__Task brief__
Recast every one of the lines below as a numbered list, dropping the blank ones.

__Record list__

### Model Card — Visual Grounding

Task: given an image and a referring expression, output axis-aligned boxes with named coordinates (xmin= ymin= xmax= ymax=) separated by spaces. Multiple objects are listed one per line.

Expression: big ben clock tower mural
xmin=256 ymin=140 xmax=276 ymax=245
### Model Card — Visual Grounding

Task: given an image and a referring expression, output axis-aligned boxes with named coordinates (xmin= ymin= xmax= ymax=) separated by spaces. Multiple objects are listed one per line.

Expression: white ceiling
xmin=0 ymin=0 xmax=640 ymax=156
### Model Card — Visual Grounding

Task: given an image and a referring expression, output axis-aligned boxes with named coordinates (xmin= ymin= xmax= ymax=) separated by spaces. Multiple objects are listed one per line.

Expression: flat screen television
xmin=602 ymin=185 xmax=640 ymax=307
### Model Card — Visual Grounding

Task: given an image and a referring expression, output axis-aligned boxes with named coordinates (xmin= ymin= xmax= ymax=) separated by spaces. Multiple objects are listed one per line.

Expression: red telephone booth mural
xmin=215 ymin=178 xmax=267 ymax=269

__Finished answer__
1. ### Model Card — Visual Grounding
2. Task: given an image and a referring expression, output axis-aligned boxes with named coordinates (xmin= ymin= xmax= ymax=) separated by spaces. Multiple objects are listed one per line.
3. Expression: big ben clock tower mural
4. xmin=256 ymin=140 xmax=276 ymax=245
5. ### Model Card — Visual Grounding
6. Task: given an image and a referring expression, output axis-aligned boxes with named coordinates (xmin= ymin= xmax= ymax=) separated by spaces. Multiple objects are listed one per line.
7. Expression: white ceiling
8. xmin=0 ymin=0 xmax=640 ymax=156
9. ### Model Card — Visual Grounding
10. Task: given an image and a referring expression, output axis-aligned boxes with named coordinates (xmin= ymin= xmax= ymax=) separated by spaces. Multiple objects are listed one per line.
11. Expression: flat screen television
12. xmin=602 ymin=185 xmax=640 ymax=307
13. ### Model Card — Visual Grounding
14. Task: given an image and a referring expression, output axis-aligned boxes with named coordinates (xmin= ymin= xmax= ymax=) separated by spaces. Multiple objects are listed one per line.
15. Expression: red telephone booth mural
16. xmin=215 ymin=178 xmax=267 ymax=269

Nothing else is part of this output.